### What to work on:
Convert the lines below into a numbered list, leaving out the pictures and any blank lines.

Image box annotation lines
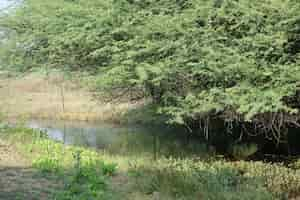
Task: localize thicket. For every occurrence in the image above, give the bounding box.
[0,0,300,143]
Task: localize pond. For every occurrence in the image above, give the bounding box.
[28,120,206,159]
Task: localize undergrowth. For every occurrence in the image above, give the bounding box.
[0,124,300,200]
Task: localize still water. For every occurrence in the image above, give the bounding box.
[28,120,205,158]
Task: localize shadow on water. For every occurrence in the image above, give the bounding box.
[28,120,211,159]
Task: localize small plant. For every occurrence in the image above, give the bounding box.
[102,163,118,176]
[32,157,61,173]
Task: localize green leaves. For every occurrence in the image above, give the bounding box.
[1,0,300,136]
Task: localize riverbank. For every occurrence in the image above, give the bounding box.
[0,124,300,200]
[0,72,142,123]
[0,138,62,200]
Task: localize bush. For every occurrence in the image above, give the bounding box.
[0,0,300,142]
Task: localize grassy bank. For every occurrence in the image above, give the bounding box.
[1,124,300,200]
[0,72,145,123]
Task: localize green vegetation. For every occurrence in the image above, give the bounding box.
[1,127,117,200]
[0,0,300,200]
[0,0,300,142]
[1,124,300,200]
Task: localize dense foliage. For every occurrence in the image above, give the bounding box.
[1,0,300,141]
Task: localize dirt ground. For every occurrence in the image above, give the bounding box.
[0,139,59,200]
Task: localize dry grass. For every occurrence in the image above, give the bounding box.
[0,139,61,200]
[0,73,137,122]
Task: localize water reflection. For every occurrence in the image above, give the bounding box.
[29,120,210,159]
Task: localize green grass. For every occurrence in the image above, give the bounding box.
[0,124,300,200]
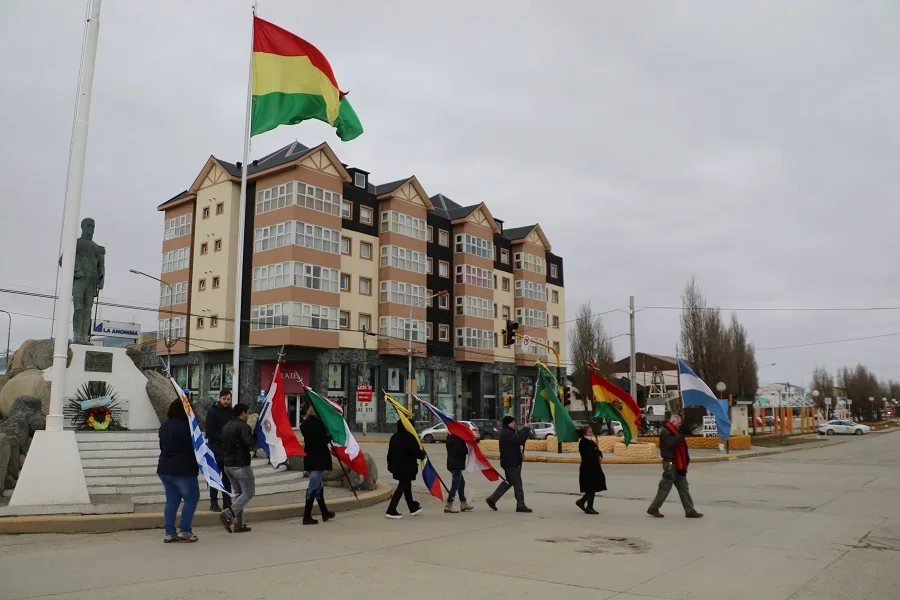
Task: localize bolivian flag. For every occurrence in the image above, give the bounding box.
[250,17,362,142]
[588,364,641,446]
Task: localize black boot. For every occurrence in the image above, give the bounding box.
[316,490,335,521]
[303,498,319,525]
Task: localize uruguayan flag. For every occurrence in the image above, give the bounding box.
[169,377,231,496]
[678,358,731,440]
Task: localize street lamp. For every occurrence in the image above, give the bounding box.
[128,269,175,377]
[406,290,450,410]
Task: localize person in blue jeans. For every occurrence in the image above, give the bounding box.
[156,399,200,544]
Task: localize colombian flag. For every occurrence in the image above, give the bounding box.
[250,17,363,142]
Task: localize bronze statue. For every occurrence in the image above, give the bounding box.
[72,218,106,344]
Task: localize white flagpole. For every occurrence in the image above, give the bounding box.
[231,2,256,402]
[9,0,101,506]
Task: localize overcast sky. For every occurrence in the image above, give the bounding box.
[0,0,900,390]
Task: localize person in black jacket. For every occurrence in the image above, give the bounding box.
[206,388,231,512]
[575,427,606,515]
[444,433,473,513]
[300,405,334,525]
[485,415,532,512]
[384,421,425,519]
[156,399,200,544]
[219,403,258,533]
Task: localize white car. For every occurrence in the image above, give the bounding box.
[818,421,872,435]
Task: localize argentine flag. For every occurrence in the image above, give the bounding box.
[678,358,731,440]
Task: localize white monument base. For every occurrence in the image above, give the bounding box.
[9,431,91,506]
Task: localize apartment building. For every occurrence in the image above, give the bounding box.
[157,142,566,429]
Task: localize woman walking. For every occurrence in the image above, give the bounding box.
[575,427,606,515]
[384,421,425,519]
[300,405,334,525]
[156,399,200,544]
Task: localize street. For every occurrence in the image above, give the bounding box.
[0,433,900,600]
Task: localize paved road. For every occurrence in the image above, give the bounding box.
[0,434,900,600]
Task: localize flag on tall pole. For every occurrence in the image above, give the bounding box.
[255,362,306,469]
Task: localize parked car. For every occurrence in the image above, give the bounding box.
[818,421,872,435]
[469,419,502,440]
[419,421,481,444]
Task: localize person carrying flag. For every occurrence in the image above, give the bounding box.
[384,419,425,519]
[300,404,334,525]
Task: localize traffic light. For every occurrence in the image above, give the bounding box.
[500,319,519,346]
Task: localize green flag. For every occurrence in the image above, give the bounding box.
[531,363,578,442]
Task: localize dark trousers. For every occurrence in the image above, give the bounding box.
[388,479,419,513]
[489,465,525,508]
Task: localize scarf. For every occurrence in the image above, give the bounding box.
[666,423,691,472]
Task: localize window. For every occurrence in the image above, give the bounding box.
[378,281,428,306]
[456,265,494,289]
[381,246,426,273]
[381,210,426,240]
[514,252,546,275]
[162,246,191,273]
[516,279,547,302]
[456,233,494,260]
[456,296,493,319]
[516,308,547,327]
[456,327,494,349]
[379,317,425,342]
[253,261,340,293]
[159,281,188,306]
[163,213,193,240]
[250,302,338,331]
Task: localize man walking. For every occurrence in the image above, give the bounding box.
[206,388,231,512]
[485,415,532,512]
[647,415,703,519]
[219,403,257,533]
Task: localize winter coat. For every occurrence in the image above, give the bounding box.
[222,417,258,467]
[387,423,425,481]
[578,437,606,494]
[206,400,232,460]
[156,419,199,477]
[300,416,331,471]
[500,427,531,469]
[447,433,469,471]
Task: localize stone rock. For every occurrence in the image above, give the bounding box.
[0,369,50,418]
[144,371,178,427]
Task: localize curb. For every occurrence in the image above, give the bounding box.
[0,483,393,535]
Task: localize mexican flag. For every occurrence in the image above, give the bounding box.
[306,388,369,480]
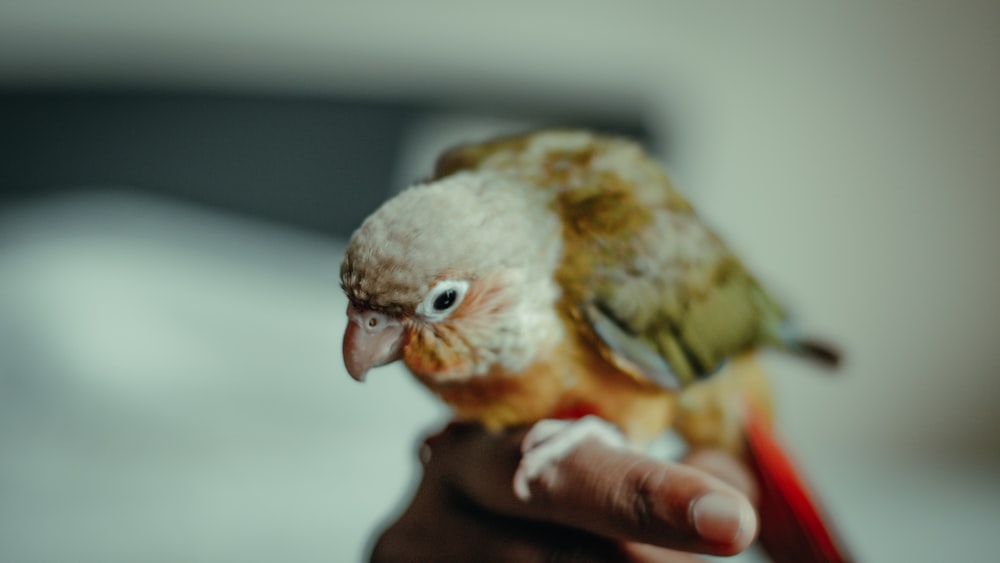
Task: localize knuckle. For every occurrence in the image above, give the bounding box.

### Response to the exercise:
1. Task: localize thicket. For every occurrence in the image above, give the bounding box.
2. [0,0,300,143]
3. Task: localize pond. For every occurrence in the image above, give the bounding box.
4. [28,120,206,159]
5. Task: localize undergrowth. For every occurrence in the image above, give the bounding box.
6. [0,124,300,200]
7. Task: localize still water. For every occurrence in the image above, give the bounding box.
8. [28,120,205,158]
9. Task: localize shadow on water. For every occurrence in the image above, give the bounding box.
10. [28,120,211,159]
11. Task: localize small plant. For every occurrence in the image above, give the bounding box.
12. [102,163,118,176]
13. [32,157,61,173]
14. Task: localize green leaves. For every occurrence in the image above, give the bounding box.
15. [1,0,300,136]
16. Task: localize riverbank. For every occurrence in the image above, give the bounding box.
17. [0,124,300,200]
18. [0,72,142,123]
19. [0,138,62,200]
20. Task: localize bush. For every occurrence in the image above, give the bounding box.
21. [0,0,300,142]
22. Task: localize grassy bank. For every occurrence in the image above, give the bounding box.
23. [1,124,300,200]
24. [0,72,145,123]
25. Task: localize green vegetation. For every occurrence in the image above, give the bounding box.
26. [1,127,117,200]
27. [0,0,300,200]
28. [0,0,300,142]
29. [1,124,300,200]
30. Task: localize dense foliage. For every occurrence in the image above, give the bounding box.
31. [1,0,300,141]
32. Task: localize dirt ground. For every occurrence in the image above, give the bounding box.
33. [0,139,59,200]
34. Task: localize dry grass. For every occurrence in the image above, give the bounding box.
35. [0,139,61,200]
36. [0,73,137,122]
37. Task: localize water reflection. For every occurrence in the image above, give the bounding box.
38. [29,120,210,159]
39. Task: localize green grass. For every occurrence in the image above, give the bounding box.
40. [0,124,300,200]
41. Task: localize bolivian flag. For every occurrence in the image above, give the bounding box.
42. [250,17,362,142]
43. [588,364,641,446]
44. Task: localize black boot. For every occurrence in the image above, give the bounding box.
45. [316,490,335,521]
46. [303,498,319,525]
47. Task: localize uruguayan flag. For every occurrence in the image above, give the bounding box.
48. [169,377,231,496]
49. [678,358,731,440]
50. Task: localize street lamp. For every occurrence in the image above, give the bounding box.
51. [128,269,175,377]
52. [406,290,450,410]
53. Task: localize person in blue jeans. For every occurrence in the image above, give the bounding box.
54. [156,399,200,544]
55. Task: localize colombian flag. For every occurrence in the image above, give the bounding box.
56. [250,17,363,142]
57. Task: localize bronze statue. For every occurrence in the image above, give the bounding box.
58. [72,218,106,344]
59. Task: localize white flagpole. For every occurrence in the image above, give the bounding box.
60. [231,2,256,402]
61. [9,0,101,506]
62. Task: localize overcast sky. For every occurrence in the image above, give the bounding box.
63. [0,0,900,390]
64. Task: localize person in black jacket. For every occurrence in the image above, give the bounding box.
65. [206,388,231,512]
66. [575,427,606,515]
67. [444,433,473,513]
68. [300,405,334,525]
69. [485,415,532,512]
70. [384,421,425,519]
71. [156,399,200,544]
72. [219,403,258,533]
73. Task: localize white car. For every occurrence in the image above, give the bounding box.
74. [818,421,872,435]
75. Task: localize argentine flag. For every occurrence in the image above, give the bounding box.
76. [678,358,731,440]
77. Task: localize white monument base. For every occurrence in the image above, give the bounding box.
78. [9,431,91,506]
79. Task: localize apartment building. For every occurrence in the image above, give the bounding box.
80. [157,142,566,429]
81. Task: localize woman walking. For every occurrence in the image above, give the bounding box.
82. [575,427,606,515]
83. [384,421,425,519]
84. [300,405,334,525]
85. [156,399,200,544]
86. Task: localize street. For every occurrence in the image above, give the bounding box.
87. [0,433,900,600]
88. Task: localize paved road. For every occurrence in the image above, give the bounding box.
89. [0,434,900,600]
90. Task: localize flag on tall pole. For every occurrence in the image above, give the bounding box.
91. [255,362,306,469]
92. Task: localize parked car. For every occurrence in the image above, give the bounding box.
93. [818,421,872,435]
94. [469,419,502,440]
95. [419,421,481,444]
96. Task: localize person carrying flag. For every occurrence in the image above, give the bounding box.
97. [384,419,425,519]
98. [300,404,334,525]
99. Task: localize traffic light. For every occurrence in the image above, give the bounding box.
100. [500,319,519,346]
101. Task: localize green flag. For every occurrence in the image above, give the bounding box.
102. [531,363,578,442]
103. Task: localize dark trousers. For every occurrence in the image above, give the bounding box.
104. [388,479,419,513]
105. [489,465,525,508]
106. Task: localize scarf. For every occurrence in the image above, give the bounding box.
107. [666,423,691,472]
108. Task: localize window. For every occurrence in the image above, give the bounding box.
109. [378,281,428,306]
110. [456,265,494,289]
111. [381,246,426,273]
112. [381,210,426,240]
113. [514,252,546,275]
114. [162,246,191,273]
115. [516,279,547,302]
116. [456,233,494,260]
117. [456,296,493,319]
118. [516,308,547,327]
119. [456,327,494,349]
120. [379,317,425,342]
121. [253,261,340,293]
122. [159,281,188,306]
123. [163,213,193,240]
124. [250,302,338,331]
125. Task: localize man walking. For every occurrence in the image above, give the bounding box.
126. [206,388,231,512]
127. [485,415,532,512]
128. [647,415,703,519]
129. [219,403,257,533]
130. Task: localize winter coat. For every occurrence in the image above, give the bounding box.
131. [222,417,258,467]
132. [387,423,425,481]
133. [578,437,606,494]
134. [206,400,232,460]
135. [156,419,199,477]
136. [300,416,331,471]
137. [500,427,531,469]
138. [447,433,469,471]
139. Task: localize stone rock. For every occurrence in the image above, give the bounding box.
140. [0,369,50,418]
141. [144,371,178,427]
142. Task: localize curb. For every occurrence in the image above, give the bounding box.
143. [0,483,393,535]
144. Task: localize mexican flag. For every occurrence in the image above, give the bounding box.
145. [306,388,369,480]
146. Task: localize knuckle. For every occurrence in the image above, give the bounding box.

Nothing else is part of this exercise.